• _SHORT EXERCISE 1_: In the dataset entries below, copy out word for word the lines starting at the line that contains "Rules: pick out every instance of the deer in" and ending at the line that contains "point(142, 208)", both of those lines included.

If he wanted to write books, one of his high school teachers warned him, he’d have to improve his spelling. “Oh,” said the cocky young Bock, “I’ll have editors to do that for me.”

After a year studying English and philosophy at the University of Western Ontario, he went off to Spain (again, like the young protagonist in Olympia). “I wanted to experience what half the population of Toronto has experienced: dislocation, immigration. To break down my elements.” This sentiment sounds like emotional kin to the father in Olympia whose hobby is chasing severe weather events, such as tornadoes, and letting them wash over him.

In Spain, Bock tried to write, came back to finish his university degree, then returned to Spain for five years, teaching English and writing more. “Back then I wrote bad stories. I cast my net way too wide,” he says. “I was reading John Cheever and trying to learn too quickly from him.”

The stories could not have been too bad. In 1992, Geoffrey Hancock published “The Wedding” in Canadian Fiction magazine; it was also published in Best American Short Stories 1994, and became the first story in Olympia. (The title story was selected for the 1997 Journey Prize Anthology.) In 1994 Bock moved home to Canada. “The idea of staying in Spain for the rest of my life was starting to scare the shit out of me. And I was desperate for literary conversation.” He did a stint as editor of Blood and Aphorisms magazine and hung out with other writers. One day he saw pal Bert Archer with a beautiful female friend. “I called him and said Bert, you’re gay, what are you doing with this hot woman?” The agreeable Archer said that her name was Andrea Kellner, she was an editor at a Toronto publishing house, and they could all meet at a Toronto pub later that week. Andrea is now Bock’s wife, and on this sunny afternoon is playing with their dog somewhere down the beach.

They live in east-end Toronto, where Bock does his writing on a laptop on the living-room coffee table (“Well, I did. I won’t do that again, I wrecked my back”). When he finished Olympia, his agent Denise Bukowski (whom he calls “my first reader”) took it to Doubleday, where it was edited by Maya Mavjee and published in 1998.

Delicately, at first obliquely, it explores shadows of the Holocaust, images of drowning, and the issues of living with submerged memories. The book won England’s Betty Trask Prize in 1999, and £3,000 (about $7,000 Canadian) from the U.K. Society of Authors. “Olympia becomes something more than impressive family fiction; it makes a contentious contribution to the politics of memory,” said a reviewer in the Times Literary Supplement.

Already Bock was working on a new manuscript. Called The Reading Boy, it dealt with a young Japanese book restorer who had been born in 1966, the year the Arno rose and inundated Florence. More images of floods, more drowned memories. After many months, Bock decided that The Reading Boy wasn’t working. He started over.

This time he began writing a book about an atomic scientist; it would be called A Man of Principle. Drafts went to Mavjee. But Bock and Bukowski eventually pulled the book from Doubleday because the company didn’t get back to them fast enough. “We moved to HarperCollins and I’m very glad. Phyllis responds quickly and thoroughly,” says Bock.

Dataset entries
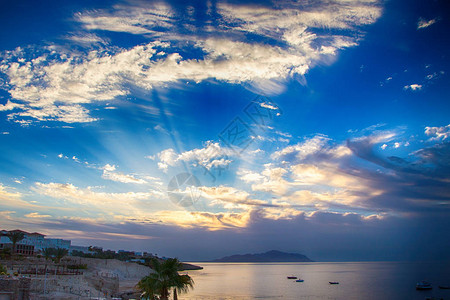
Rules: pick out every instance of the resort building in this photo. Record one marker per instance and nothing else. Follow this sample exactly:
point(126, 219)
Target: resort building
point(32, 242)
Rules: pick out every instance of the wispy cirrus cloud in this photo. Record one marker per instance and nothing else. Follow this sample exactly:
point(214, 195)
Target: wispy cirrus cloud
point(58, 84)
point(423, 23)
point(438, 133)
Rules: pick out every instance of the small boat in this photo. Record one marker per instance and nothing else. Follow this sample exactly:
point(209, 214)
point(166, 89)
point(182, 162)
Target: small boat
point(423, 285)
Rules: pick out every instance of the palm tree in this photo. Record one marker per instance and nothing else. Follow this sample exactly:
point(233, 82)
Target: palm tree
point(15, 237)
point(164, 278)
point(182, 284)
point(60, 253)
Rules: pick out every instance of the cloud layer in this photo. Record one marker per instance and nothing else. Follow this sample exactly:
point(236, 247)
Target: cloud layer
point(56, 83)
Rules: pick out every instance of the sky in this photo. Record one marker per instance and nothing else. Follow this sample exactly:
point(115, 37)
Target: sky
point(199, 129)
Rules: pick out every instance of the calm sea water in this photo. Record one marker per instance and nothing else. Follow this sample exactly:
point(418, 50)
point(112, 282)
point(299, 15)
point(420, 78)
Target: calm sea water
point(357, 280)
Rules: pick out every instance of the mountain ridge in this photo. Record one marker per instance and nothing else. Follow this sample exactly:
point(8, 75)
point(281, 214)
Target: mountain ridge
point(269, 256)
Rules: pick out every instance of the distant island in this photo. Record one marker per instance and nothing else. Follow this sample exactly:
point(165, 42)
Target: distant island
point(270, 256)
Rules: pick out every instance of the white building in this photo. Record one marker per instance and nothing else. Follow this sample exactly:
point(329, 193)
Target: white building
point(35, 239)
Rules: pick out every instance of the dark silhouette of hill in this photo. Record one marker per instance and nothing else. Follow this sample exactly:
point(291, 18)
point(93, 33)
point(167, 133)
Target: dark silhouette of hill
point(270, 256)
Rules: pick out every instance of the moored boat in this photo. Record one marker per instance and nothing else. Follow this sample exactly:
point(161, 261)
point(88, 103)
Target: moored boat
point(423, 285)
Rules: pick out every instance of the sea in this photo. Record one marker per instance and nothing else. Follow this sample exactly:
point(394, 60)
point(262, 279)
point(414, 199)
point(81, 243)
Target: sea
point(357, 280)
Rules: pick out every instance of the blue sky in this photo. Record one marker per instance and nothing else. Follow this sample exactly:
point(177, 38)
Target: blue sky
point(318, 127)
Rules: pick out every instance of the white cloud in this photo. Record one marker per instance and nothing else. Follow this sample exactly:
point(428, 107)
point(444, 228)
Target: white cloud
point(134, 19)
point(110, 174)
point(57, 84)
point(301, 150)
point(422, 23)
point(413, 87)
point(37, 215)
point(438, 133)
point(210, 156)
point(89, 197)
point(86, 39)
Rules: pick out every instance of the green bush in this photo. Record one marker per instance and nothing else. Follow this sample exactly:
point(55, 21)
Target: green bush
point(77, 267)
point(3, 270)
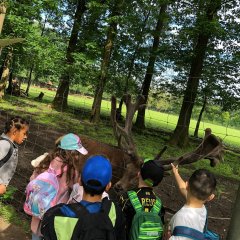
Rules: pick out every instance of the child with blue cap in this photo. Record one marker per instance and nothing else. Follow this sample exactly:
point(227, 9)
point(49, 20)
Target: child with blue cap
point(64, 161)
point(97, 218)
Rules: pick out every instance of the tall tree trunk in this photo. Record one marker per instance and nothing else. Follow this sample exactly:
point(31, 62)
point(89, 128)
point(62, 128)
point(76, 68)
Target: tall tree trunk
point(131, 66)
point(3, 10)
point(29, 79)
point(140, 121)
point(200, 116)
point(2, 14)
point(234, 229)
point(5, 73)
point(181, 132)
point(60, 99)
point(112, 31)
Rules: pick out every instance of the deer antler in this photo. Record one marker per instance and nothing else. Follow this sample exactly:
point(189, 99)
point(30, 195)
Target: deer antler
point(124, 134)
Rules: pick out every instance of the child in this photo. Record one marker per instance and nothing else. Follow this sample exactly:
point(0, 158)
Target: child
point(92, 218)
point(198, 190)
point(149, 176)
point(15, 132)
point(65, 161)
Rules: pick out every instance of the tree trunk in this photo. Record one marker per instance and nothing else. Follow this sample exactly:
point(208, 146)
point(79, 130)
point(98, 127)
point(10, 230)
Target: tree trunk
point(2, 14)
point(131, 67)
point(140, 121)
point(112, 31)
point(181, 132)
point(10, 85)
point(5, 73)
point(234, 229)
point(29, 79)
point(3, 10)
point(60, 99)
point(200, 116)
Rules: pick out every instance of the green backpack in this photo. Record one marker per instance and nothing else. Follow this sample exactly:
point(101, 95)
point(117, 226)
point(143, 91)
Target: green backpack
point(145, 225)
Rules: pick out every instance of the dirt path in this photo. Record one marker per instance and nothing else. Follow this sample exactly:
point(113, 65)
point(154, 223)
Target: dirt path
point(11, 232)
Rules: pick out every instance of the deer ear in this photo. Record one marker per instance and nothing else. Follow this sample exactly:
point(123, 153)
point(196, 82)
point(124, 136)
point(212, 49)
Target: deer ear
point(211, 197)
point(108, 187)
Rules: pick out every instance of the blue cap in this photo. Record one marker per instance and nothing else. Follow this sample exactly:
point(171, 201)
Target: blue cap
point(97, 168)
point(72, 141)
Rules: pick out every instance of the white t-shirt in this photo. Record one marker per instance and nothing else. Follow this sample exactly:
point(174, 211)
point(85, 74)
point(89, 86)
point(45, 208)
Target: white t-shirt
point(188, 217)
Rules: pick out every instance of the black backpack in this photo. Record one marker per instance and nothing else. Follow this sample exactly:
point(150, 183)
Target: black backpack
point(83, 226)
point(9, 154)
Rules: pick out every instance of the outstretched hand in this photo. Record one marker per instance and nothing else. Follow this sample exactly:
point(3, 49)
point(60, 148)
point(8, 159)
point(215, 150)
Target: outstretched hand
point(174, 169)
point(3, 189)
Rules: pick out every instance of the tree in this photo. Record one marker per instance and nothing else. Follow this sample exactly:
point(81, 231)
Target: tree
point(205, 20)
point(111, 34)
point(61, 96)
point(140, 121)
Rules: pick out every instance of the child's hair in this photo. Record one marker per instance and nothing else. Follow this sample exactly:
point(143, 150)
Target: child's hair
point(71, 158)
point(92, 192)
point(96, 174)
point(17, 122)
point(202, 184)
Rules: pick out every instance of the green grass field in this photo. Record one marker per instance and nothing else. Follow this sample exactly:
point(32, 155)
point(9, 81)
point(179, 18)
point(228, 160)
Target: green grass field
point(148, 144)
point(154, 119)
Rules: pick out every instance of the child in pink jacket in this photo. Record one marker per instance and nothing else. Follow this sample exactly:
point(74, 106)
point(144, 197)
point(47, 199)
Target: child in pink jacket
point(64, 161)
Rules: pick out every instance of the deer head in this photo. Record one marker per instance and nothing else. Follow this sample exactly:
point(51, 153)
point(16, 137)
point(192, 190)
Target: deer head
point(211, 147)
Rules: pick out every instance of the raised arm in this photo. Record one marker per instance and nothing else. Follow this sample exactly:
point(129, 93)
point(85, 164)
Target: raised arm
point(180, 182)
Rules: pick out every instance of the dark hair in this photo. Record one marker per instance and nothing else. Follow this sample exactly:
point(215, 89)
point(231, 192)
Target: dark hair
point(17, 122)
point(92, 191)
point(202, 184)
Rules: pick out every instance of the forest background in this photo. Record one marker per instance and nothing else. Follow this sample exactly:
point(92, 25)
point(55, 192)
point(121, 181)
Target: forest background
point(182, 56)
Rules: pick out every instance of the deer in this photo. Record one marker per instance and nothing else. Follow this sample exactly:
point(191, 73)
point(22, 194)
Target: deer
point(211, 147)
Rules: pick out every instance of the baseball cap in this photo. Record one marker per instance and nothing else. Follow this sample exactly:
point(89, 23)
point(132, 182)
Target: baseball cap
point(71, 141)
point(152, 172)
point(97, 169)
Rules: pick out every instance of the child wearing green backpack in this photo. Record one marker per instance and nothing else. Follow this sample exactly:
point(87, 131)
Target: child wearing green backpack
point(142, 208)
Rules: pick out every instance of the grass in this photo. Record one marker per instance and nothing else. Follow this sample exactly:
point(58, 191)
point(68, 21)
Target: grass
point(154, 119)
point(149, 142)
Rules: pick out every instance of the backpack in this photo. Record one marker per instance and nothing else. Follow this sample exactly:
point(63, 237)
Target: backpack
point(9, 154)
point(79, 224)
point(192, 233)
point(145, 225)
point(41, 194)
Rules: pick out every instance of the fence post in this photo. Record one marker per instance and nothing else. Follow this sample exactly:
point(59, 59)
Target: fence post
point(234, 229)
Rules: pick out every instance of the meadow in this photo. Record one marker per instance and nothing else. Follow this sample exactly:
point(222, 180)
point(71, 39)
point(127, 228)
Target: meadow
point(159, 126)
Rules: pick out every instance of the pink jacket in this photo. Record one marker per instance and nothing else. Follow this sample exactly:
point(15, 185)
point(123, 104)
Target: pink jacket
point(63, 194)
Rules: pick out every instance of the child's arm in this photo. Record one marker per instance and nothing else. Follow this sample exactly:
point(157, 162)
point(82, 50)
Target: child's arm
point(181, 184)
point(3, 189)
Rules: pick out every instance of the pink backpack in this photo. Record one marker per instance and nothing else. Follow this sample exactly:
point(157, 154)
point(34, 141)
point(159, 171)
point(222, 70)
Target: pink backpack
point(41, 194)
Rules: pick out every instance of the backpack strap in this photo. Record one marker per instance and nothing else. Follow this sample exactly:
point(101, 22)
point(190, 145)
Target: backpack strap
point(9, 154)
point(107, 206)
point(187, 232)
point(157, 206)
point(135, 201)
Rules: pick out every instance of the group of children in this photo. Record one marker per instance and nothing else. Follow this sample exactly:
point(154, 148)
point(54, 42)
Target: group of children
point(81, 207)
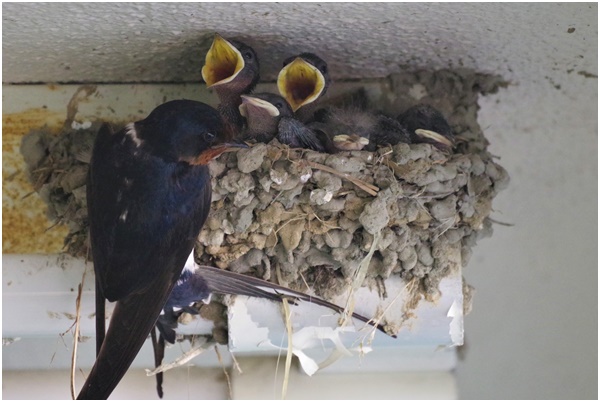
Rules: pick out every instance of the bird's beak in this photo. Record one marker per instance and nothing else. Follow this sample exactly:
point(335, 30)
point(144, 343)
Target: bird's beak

• _SHORT EXERCISE 2_: Write the next part of the profile of the writer Bock, picking up after its last sentence.

• _RESULT 1_:
Rules: pick out every instance of the deer in this photo. Record one marker per instance and nothing else. Follow this sample exactly:
point(191, 73)
point(22, 194)
Target: deer
point(211, 147)
Rules: pick out every instance of the baseball cap in this photo. Record one marker per instance and nothing else. Follow this sample exactly:
point(89, 23)
point(132, 182)
Target: baseball cap
point(71, 141)
point(152, 172)
point(97, 169)
Rules: pick out every instance of the child wearing green backpack in this photo. Record one marker per instance and nothing else. Follow this sample exactly:
point(87, 131)
Target: child wearing green backpack
point(142, 208)

• _RESULT 2_:
Though Bock is said by some to be a prickly edit, he speaks of working with Bruce and Fisketjon, both of whom he obviously respects, as experiences that were “very exciting.” He reports that Bruce told him right off the top, “To this point you’ve only written short stories. The biggest problem for a short story writer doing a novel is characterization.”

Bock says, “She was right.” He wrestled more with Anton, his “man of principle,” considering from different angles the man who bails out of Hitler’s atomic program not for moral reasons but because he thinks the science is better in America. Anton also smoothly justifies to himself the dropping of the bomb on Hiroshima, a defence he maintains even half a century later, as he shares his rationale with the reader and tells it to Emiko’s scarred face.

“Those characters really took over Dennis’s life,” says Bruce. “This was a large novel, there were many versions of it. He had to go through many stages of refining the concept. It was so intense and so powerful, my feeling was, he had to work around it before he could get into it. My role as an editor was to show him what was there.” And so Bock found a man, admirable and human in many ways, whose “principles” nonetheless create a garden of ash where children once played.

Bock also threw himself into nailing down casual details to give his creations authenticity. He did not visit Japan, nor did he talk to survivors, but he waded through transcripts and eyewitness testimony, to the point of knowing the smell of the coconut oil in the suntan lotion Anton and the other scientists wore while they watched the test at Los Alamos.

By this time Bruce and he had reshaped his manuscript. It was “structurally sound,” says Bock, and had evolved from A Man of Principle to a book whose plot ricochets between two narrators. Its working title was now After Emiko.

Agent Denise Bukowski sent the manuscript down to Gary Fisketjon, a vice-president and editor at Knopf in New York, who read it over the weekend before the Frankfurt Book Fair and then bought it. “It’s a real act of imagination,” Fisketjon says. “I’ve always said it would be hard for an American to write about Hiroshima – people’s views are so entrenched. I like the fact that Dennis is not American.”

Fisketjon, who’s worked with Cormac McCarthy and Raymond Carver, among others, also decided to ditch the titles A Man of Principle and After Emiko. To him, “the book was obviously The Ash Garden,” says Bock. “I accepted his judgment.”

With the money his new book has already brought him, Bock’s plans are simple: pay off the mortgage on his house, travel, write another novel. Not about the Second World War this time, but as ever, some subject way over his head. “It would be sad not to take on a big subject,” he says. “I’m not taken by books that don’t.”

And he wants to go back to Spain, with more to show to his Spanish acquaintances than he has ever had before. “For years my friends in Spain had to take it on faith that I was a writer,” says Bock. “Now when I go to see them, I can show them.”